:: THE PROBLEM ::
Copy exactly, and only, the lines from the one with "-- select a point on the white pole, one" to the end of the listing; omit pictures.

Stored entries:
(begin)
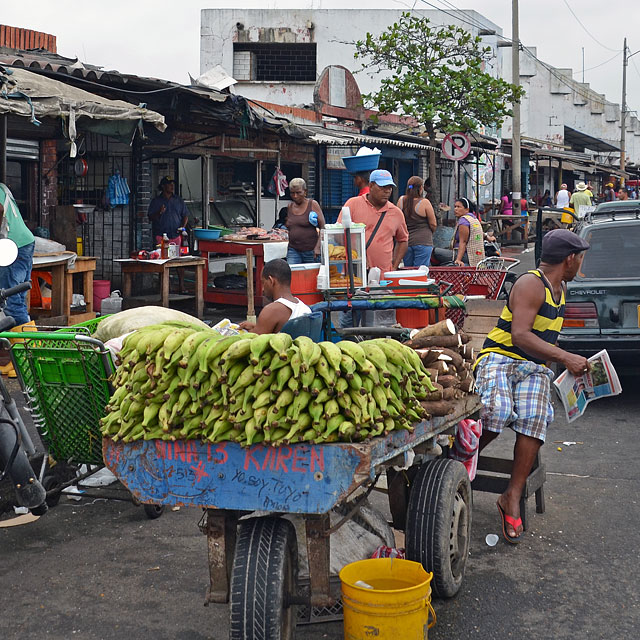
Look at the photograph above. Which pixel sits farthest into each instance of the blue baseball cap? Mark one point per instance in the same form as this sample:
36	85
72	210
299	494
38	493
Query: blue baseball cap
382	178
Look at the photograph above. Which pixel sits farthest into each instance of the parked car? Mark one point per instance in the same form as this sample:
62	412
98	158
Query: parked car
603	301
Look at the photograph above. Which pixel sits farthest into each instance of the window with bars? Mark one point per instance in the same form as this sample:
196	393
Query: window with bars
274	61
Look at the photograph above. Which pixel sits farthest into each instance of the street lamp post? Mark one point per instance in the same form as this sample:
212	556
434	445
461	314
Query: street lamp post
623	114
516	170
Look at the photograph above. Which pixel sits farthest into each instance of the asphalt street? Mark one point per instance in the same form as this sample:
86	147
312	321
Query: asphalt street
99	569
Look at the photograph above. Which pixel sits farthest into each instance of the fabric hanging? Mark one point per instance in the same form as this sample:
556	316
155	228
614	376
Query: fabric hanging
117	190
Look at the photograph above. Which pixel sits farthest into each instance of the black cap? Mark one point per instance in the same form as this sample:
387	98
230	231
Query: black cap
560	243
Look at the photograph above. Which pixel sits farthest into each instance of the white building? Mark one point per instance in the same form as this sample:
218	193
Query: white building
563	114
278	55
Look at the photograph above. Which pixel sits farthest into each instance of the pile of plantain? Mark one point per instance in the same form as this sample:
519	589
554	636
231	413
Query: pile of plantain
185	382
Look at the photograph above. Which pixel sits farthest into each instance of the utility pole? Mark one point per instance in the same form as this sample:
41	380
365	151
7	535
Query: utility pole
623	114
515	138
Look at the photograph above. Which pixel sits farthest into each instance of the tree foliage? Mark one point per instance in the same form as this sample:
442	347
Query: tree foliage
436	74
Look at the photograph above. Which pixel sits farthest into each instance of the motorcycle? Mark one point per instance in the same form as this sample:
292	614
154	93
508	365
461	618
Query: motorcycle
16	446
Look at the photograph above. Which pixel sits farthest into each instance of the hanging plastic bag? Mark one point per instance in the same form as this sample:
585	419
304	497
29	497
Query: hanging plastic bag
278	183
117	190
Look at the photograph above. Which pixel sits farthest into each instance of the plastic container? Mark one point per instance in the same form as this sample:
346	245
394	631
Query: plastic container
379	317
304	282
419	318
223	230
101	290
398	605
368	162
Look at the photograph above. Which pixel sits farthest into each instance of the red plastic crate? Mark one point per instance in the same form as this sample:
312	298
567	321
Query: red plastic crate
469	281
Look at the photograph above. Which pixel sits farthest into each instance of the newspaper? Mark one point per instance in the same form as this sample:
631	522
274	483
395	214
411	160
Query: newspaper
576	392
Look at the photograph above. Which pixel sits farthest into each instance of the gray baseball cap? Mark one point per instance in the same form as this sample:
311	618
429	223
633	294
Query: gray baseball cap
561	243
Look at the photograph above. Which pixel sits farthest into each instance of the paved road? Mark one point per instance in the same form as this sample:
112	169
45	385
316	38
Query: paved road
98	570
101	570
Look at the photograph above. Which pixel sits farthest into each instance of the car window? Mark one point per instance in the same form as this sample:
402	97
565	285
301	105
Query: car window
614	252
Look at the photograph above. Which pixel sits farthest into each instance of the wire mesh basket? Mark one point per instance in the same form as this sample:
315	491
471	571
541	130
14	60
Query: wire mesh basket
469	281
64	377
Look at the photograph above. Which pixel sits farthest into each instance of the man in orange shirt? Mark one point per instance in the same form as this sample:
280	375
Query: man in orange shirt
385	224
373	208
361	180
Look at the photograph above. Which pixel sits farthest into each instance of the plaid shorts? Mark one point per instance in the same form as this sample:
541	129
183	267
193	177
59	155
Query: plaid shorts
515	394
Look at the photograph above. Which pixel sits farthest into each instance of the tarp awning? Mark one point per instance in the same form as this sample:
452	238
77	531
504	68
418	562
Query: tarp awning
34	96
580	139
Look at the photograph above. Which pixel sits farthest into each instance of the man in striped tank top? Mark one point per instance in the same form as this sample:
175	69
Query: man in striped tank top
512	378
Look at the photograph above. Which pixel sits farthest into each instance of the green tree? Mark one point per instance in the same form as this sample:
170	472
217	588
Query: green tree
437	75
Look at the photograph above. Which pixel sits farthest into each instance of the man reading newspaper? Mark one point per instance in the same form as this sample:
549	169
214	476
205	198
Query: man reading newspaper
512	378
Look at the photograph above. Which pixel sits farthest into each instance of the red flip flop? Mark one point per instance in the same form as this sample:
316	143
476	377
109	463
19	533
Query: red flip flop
514	522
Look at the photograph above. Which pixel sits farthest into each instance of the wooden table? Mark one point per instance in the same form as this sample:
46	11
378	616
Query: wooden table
57	265
84	265
517	223
234	296
129	267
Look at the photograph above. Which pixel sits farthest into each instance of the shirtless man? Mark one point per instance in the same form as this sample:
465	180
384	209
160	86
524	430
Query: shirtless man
512	378
276	284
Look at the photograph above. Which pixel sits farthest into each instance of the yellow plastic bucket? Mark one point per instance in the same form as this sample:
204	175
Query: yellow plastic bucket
398	607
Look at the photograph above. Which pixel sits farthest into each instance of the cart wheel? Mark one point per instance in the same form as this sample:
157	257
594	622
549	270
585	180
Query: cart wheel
153	511
439	523
50	483
263	579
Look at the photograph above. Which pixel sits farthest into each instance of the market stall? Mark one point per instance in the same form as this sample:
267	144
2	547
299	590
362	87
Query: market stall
264	246
234	449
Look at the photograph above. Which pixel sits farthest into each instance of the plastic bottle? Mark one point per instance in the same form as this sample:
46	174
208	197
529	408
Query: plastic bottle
322	281
374	277
184	244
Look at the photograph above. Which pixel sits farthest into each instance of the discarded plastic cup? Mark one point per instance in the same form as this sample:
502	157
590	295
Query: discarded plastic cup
492	539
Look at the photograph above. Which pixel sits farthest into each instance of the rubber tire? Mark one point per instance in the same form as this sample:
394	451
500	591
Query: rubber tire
49	483
438	527
153	511
263	575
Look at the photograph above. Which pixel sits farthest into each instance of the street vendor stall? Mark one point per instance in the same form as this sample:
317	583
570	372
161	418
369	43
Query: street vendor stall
163	267
238	440
263	250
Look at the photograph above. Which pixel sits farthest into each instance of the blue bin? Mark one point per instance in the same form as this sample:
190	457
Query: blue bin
355	164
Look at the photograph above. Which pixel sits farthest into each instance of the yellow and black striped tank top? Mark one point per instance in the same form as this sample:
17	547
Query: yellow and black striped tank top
546	326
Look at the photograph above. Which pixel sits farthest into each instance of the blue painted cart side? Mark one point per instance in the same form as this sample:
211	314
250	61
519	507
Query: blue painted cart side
293	479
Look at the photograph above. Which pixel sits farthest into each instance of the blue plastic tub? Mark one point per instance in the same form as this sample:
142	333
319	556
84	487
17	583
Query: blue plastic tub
207	234
355	164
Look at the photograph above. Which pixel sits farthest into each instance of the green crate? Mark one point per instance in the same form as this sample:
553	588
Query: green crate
88	326
65	380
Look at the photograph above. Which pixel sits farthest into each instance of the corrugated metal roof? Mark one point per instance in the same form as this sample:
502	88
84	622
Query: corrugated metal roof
339	138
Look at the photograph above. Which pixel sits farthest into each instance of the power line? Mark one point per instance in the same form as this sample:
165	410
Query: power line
598	65
548	67
587	30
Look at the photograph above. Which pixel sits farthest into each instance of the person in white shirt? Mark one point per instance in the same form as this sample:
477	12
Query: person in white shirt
276	284
562	197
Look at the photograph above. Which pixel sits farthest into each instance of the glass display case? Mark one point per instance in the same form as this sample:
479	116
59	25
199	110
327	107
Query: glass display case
334	255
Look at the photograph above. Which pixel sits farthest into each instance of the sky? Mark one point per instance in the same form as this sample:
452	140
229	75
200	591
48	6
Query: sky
161	38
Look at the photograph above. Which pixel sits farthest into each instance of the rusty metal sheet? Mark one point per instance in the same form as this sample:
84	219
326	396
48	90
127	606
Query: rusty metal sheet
299	478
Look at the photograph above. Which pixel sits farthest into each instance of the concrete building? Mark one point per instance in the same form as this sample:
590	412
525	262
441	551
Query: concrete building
278	55
576	130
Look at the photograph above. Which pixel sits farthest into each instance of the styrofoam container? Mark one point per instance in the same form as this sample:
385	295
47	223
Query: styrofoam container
304	282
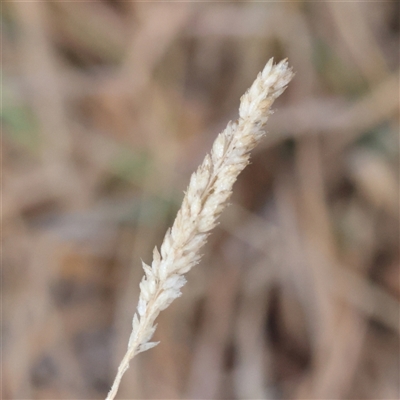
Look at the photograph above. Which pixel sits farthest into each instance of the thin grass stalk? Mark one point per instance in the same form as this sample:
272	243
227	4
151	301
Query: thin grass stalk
207	194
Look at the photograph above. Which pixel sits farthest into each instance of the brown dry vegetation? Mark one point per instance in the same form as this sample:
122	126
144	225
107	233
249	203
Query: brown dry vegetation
107	107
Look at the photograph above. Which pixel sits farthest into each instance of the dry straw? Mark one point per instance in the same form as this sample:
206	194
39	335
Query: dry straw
209	189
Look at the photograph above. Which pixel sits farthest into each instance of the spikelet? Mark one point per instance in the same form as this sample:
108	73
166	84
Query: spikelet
209	189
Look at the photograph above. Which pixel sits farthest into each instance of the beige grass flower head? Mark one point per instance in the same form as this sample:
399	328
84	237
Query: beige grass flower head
209	189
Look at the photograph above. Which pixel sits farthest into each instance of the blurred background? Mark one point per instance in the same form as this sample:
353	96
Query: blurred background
107	108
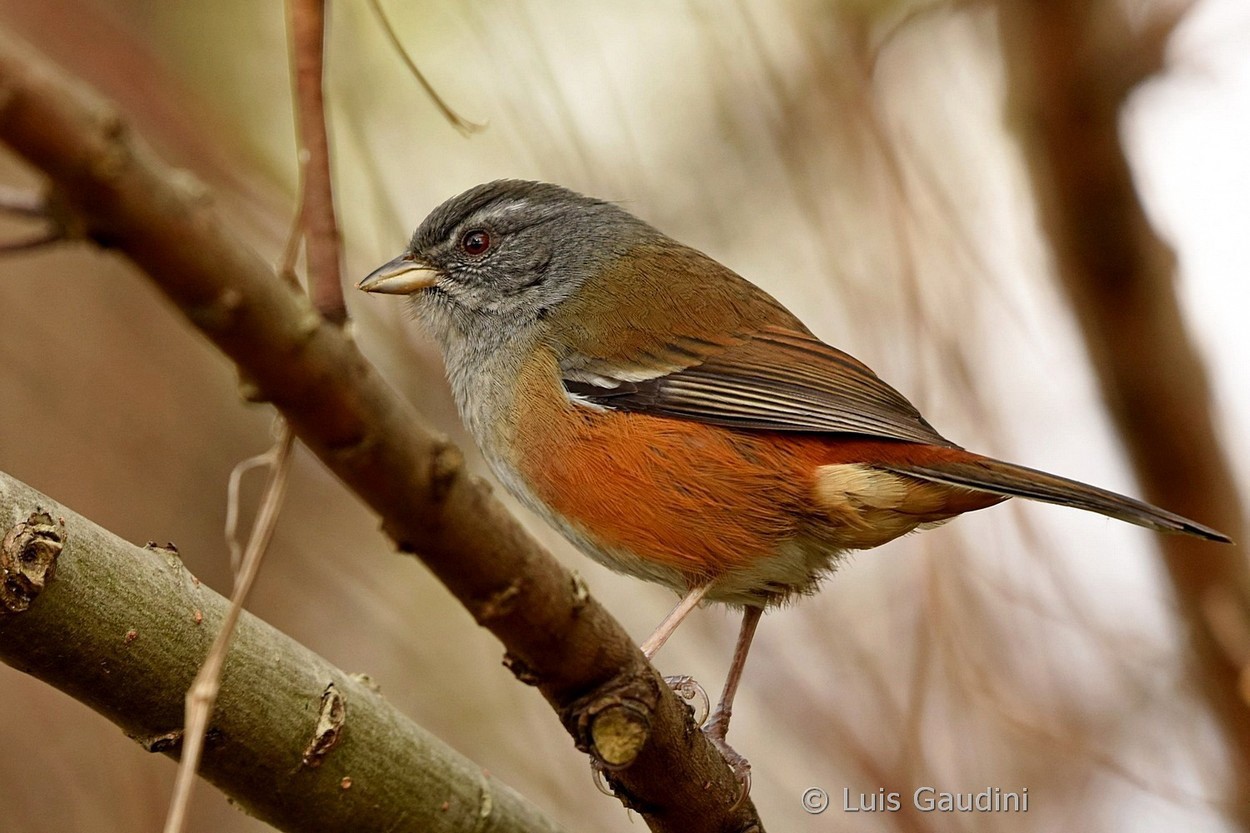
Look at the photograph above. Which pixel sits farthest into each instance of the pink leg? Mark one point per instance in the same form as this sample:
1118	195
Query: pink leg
718	727
670	622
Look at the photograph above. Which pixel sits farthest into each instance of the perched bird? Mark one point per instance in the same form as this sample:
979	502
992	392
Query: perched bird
673	419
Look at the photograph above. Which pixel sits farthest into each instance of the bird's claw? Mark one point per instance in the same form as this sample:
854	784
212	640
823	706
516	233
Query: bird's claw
694	696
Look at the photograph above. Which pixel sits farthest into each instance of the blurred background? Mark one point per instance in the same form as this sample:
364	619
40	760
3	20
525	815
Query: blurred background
869	163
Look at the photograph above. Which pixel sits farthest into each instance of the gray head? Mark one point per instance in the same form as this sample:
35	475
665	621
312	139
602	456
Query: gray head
495	259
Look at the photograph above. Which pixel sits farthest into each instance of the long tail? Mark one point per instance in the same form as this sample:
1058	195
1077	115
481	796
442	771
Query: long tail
986	474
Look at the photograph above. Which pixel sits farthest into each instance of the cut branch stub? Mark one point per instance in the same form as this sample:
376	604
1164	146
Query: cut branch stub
615	722
28	559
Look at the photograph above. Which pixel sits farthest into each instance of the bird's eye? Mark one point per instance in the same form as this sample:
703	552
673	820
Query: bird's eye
475	242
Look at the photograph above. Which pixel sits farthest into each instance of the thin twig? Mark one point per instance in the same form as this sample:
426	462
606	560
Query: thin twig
203	693
316	210
464	125
24	203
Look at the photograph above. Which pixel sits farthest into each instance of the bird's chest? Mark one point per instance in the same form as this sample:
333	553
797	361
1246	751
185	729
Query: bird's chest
671	500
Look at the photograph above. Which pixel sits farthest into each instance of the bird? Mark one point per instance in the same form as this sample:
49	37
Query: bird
674	420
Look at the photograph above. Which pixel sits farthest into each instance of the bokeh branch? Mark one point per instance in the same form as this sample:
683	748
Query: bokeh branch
558	637
316	188
1071	64
124	628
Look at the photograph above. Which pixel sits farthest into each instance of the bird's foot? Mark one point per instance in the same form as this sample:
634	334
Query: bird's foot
715	731
694	696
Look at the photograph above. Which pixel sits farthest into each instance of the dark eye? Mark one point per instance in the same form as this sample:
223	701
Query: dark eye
475	242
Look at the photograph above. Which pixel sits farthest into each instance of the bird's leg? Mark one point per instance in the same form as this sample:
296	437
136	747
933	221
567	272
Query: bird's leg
688	603
718	727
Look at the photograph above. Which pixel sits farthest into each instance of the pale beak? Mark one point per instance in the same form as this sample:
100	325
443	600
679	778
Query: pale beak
399	277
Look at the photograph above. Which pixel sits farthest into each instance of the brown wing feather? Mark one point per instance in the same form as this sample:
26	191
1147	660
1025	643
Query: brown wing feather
761	370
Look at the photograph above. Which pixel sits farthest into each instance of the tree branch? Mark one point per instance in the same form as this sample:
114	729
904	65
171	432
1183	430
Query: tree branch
299	743
556	636
1071	63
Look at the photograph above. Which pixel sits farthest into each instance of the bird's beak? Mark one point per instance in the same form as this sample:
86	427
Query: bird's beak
399	277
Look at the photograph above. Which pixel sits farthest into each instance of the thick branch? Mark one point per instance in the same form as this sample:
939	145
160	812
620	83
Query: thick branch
556	636
298	742
1071	63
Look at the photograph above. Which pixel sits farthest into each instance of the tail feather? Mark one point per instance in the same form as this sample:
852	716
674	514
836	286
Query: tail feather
986	474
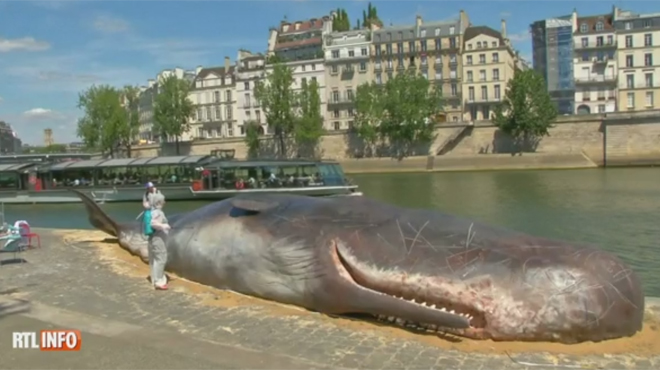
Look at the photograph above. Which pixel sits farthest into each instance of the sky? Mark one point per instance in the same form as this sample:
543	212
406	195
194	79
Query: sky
50	51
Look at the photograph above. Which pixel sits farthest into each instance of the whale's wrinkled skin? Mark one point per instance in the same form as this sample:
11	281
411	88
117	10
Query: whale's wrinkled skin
415	268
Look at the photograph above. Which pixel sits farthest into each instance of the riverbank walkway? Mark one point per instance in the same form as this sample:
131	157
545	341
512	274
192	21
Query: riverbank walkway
79	281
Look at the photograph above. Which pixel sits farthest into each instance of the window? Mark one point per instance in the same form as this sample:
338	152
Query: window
629	61
649	98
631	100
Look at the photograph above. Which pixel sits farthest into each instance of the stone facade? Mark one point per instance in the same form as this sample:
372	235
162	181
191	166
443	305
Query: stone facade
624	137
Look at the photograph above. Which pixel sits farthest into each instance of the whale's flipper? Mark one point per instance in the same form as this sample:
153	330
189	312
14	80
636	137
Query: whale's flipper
96	216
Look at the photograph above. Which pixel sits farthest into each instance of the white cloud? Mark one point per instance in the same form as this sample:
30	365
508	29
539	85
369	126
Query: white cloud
40	113
22	44
110	25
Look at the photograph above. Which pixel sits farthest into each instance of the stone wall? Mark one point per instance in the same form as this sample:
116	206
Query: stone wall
617	136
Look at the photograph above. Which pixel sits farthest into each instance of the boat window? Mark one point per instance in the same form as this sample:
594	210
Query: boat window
330	175
8	180
72	178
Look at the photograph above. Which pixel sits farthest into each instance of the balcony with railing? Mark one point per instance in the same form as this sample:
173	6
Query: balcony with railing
595	79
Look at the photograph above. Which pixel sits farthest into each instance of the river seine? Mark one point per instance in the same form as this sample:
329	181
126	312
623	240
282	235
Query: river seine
617	209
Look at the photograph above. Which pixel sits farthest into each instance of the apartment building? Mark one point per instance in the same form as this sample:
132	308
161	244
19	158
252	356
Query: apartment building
489	62
147	98
638	38
595	64
347	66
434	49
250	69
214	97
300	40
552	54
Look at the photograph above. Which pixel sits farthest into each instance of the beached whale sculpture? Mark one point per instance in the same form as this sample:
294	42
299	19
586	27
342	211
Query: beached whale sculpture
418	268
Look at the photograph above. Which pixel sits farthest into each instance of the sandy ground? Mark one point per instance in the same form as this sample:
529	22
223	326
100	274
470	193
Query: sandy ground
644	344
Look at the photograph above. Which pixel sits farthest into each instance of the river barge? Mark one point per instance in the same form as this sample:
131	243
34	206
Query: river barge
201	177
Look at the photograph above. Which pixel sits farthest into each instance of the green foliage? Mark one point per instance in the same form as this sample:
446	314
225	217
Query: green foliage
50	149
277	99
173	109
104	120
309	122
252	139
370	17
341	22
527	110
399	113
131	100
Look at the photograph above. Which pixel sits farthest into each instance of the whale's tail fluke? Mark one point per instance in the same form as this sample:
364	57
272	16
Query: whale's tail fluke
97	217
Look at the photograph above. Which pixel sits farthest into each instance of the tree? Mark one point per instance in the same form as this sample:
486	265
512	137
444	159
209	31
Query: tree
527	110
173	109
341	22
252	138
309	122
277	98
103	120
130	98
398	114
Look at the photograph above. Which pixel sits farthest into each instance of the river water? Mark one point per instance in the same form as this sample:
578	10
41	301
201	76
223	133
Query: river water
614	208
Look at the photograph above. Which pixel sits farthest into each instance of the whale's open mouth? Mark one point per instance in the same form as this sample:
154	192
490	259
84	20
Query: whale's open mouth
413	296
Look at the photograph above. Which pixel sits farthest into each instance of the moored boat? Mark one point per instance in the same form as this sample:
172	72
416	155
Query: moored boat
200	177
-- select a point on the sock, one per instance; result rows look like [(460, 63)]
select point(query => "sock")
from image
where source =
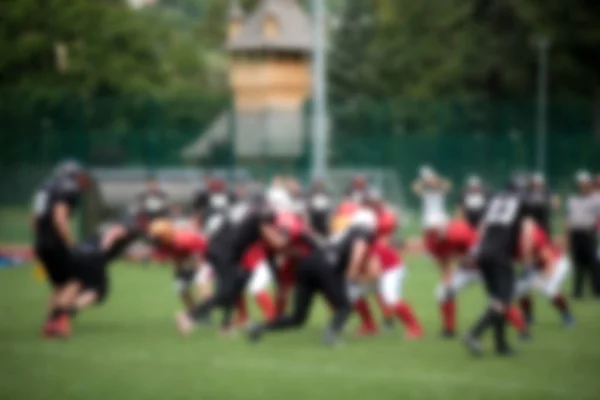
[(405, 313), (499, 323), (265, 303), (201, 310), (526, 308), (482, 323), (242, 309), (339, 319), (72, 311), (281, 302), (448, 309), (55, 313), (387, 311), (560, 302), (362, 308), (514, 316)]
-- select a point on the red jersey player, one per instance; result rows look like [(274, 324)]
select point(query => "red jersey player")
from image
[(391, 273), (449, 243), (548, 270), (186, 249)]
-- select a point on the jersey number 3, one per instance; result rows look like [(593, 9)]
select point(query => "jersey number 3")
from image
[(40, 203), (502, 211)]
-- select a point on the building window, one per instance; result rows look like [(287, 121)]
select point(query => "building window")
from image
[(270, 27)]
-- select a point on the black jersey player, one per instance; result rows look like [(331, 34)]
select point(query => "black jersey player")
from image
[(53, 206), (241, 228), (325, 269), (94, 255), (500, 233)]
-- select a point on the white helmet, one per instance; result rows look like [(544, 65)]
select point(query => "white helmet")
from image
[(280, 199), (364, 218), (436, 221)]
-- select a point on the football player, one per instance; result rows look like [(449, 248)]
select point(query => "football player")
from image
[(391, 273), (547, 274), (53, 206)]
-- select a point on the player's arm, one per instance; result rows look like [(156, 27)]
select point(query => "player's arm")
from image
[(111, 236), (547, 256), (357, 257), (527, 240), (372, 268), (276, 238), (417, 187), (445, 265), (445, 184), (60, 217)]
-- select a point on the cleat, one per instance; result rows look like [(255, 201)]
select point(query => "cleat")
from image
[(448, 334), (388, 324), (506, 352), (185, 325), (255, 333), (473, 346), (414, 334), (568, 320), (331, 339), (525, 336), (61, 327), (366, 330)]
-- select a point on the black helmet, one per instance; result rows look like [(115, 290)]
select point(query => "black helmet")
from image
[(518, 182), (69, 169)]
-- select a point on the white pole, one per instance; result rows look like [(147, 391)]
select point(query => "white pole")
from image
[(319, 105), (543, 45)]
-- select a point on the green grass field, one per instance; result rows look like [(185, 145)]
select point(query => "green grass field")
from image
[(129, 349)]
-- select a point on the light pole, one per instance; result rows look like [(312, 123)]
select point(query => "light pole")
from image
[(319, 104), (543, 46)]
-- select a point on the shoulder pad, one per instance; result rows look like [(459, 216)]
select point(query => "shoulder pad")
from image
[(364, 218)]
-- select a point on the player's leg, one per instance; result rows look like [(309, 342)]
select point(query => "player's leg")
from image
[(356, 294), (550, 286), (390, 289), (493, 313), (446, 295), (333, 287), (304, 292), (258, 288)]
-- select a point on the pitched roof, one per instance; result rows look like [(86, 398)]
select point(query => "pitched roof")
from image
[(295, 33)]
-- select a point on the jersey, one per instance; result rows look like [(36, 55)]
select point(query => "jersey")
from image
[(458, 239), (542, 246), (52, 192), (433, 202), (474, 204), (343, 215), (502, 227), (538, 205), (342, 243), (238, 230), (387, 222)]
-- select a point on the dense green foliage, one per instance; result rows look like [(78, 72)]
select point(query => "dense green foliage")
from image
[(482, 49)]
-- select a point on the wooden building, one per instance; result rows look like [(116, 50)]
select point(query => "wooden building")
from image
[(270, 80)]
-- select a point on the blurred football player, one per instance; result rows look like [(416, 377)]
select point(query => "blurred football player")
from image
[(93, 257), (501, 234), (548, 272), (53, 205), (391, 274), (432, 189), (473, 201)]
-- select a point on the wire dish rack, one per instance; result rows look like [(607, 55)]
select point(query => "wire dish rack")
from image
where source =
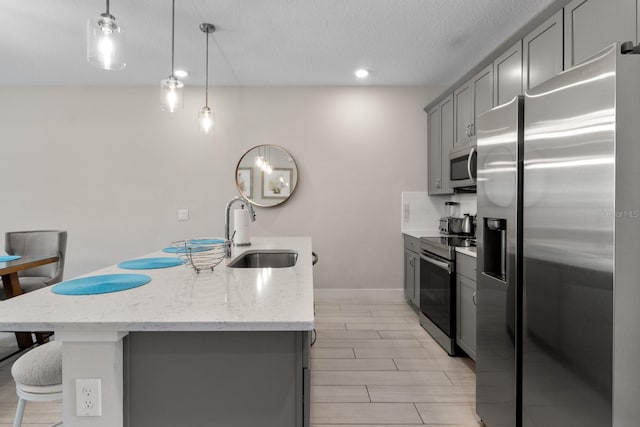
[(201, 254)]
(end)
:: REPLY ::
-- select a point on the white pole, one per instance; result rows look like [(147, 391)]
select point(query => "white pole")
from image
[(319, 105), (543, 45)]
-- select a point on the green grass field, one per instance; result rows look like [(185, 145)]
select point(query => "green grass field")
from image
[(129, 349)]
-- select a point on the light pole, one per instance; result rows look like [(312, 123)]
select point(query => "light pole")
from image
[(319, 104), (543, 46)]
-- select a point on the shoulder pad, one per instance; result rows look like [(459, 216)]
select point(query => "shoulder pad")
from image
[(364, 218)]
-- select a point on the player's leg, one per instance; result rows look like [(309, 342)]
select point(query => "player's leg")
from image
[(356, 294), (550, 286), (390, 289), (493, 313), (446, 295), (333, 287), (304, 292), (258, 288)]
-- select a point on the pitched roof, one per instance; result rows look like [(86, 398)]
select point(query => "pitched roof")
from image
[(295, 33)]
-- select a point on the jersey, one per instance; result rows look like [(36, 55)]
select point(query => "jersey")
from image
[(458, 239), (542, 246), (52, 192), (433, 202), (474, 204), (343, 215), (502, 227), (538, 205), (342, 243), (238, 230), (387, 222)]
-- select a point on the dense green foliage, one per instance; result rows look like [(78, 72)]
select point(query => "dense green foliage")
from image
[(482, 49)]
-- select a point on the wooden building, one per instance; result rows look like [(116, 50)]
select point(query => "wooden building")
from image
[(270, 80)]
-- select a point on the blurred football player, one per instance; result rows look like [(416, 377)]
select point(query => "blurred football player")
from image
[(93, 257), (501, 234), (548, 272), (53, 205), (391, 274), (432, 189), (473, 201)]
-- select a point on the wire dish rack, one per instance; result rows look like [(607, 55)]
select point(query => "wire dish rack")
from image
where source =
[(201, 254)]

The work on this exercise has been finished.